----- TRECHO SELECIONADO

Nota da editora: Este artigo foi escrito por Vanuza Ramos, jornalista contribuidora do Changemakers® da Ashoka.
Uma simples bateria para um aparelho auditivo custa quatro reais, e dura cerca de sete dias, ao passo que o próprio aparelho custa três mil reais. Pode parecer pouco para o grande impacto que tais equipamentos têm na vida de uma pessoa com surdez mas, em países em desenvolvimento como o Brasil, esses valores significam exclusão de milhões de pessoas com deficiência auditiva. Contudo, uma grande mudança está ocorrendo desde que o empreendedor social Howard Weinstein desenvolveu uma tecnologia de baixo custo para a produção de aparelhos auditivos movidos a energia solar, num processo de fabricação que envolve formação e emprego de pessoas com deficiência.
De acordo com a Organização Mundial de Saúde existem 278 milhões de pessoas no mundo com algum grau de deficiência auditiva, sendo que 90 por cento dos estimados 665 mil bebês recém-nascidos que apresentam algum tipo de deficiência auditiva até os três anos moram em países em desenvolvimento. Esses dados mostram como os países mais pobres ainda precisam melhorar seus Índices de Desenvolvimento Humano (IDH) a fim de combater problemas de saúde relacionados a distúrbios sociais e econômicos.
Através do negócio social encabeçado por Weinstein e sua equipe de trabalho, por menos de 200 reais é possível adquirir aparelho auditivo e carregador solar com baterias para dois anos de uso. Dessa forma, são solucionados problemas de saúde de pessoas vítimas da pobreza e exclusão. Diminuir o preço dos equipamentos para surdez não significa apenas mitigar a exclusão social sofrida por surdos de vários países do mundo, e, sim, revolucionar a vida dessas pessoas, uma vez que, ao usar aparelhos auditivos, elas estarão de fato numa situação de igualdade com outras que simplesmente podem ouvir e ter acesso à educação e ao trabalho.
Solar Ear – O projeto teve início em 2002 na cidade de Otse, na República do Botsuana, quando Howard Weinstein recebeu uma proposta de trabalho de uma organização não governamental do Canadá, seu país de origem. Movido por questões pessoais e de solidariedade humana, Weinstein mudou-se para a África e criou a empresa Godisa Technologies e, em 18 meses, fabricou o primeiro aparelho auditivo movido a energia solar.
A grande novidade do negócio consiste no desenvolvimento de aparelhos auditivos de baixo custo e alta tecnologia, além de carregadores solares e baterias recarregáveis. Trata-se de um negócio social sustentável, reconhecido e premiado por promover o bem-estar social de pessoas com surdez em todo o mundo, pois facilita o acesso a equipamentos bastante caros para boa parte da população que deles necessita.

----------
----- DADOS COLETADOS

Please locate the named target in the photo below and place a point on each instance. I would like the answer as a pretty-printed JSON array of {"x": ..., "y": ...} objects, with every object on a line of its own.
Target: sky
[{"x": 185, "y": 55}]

----------

OBJETIVO DO EXERCÍCIO: Escreva a continuação do texto sobre os aparelhos auditivos movidos a energia solar, começando logo depois da última frase apresentada.

RESULTADO DA TAREFA:
Mão de Obra Especializada – Um fator essencial para o êxito do Projeto Solar Ear é a contratação e profissionalização de jovens surdos para fabricação dos equipamentos e multiplicação do conhecimento entre a população com deficiência auditiva. “As pessoas surdas têm uma habilidade motora mais desenvolvida devido à linguagem de sinais e à própria deficiência, então elas possuem também uma melhor capacidade para fabricar os aparelhos, que precisam de soldas apuradas. Elas têm o perfil ideal para esse tipo de trabalho!”, declara Weinstein.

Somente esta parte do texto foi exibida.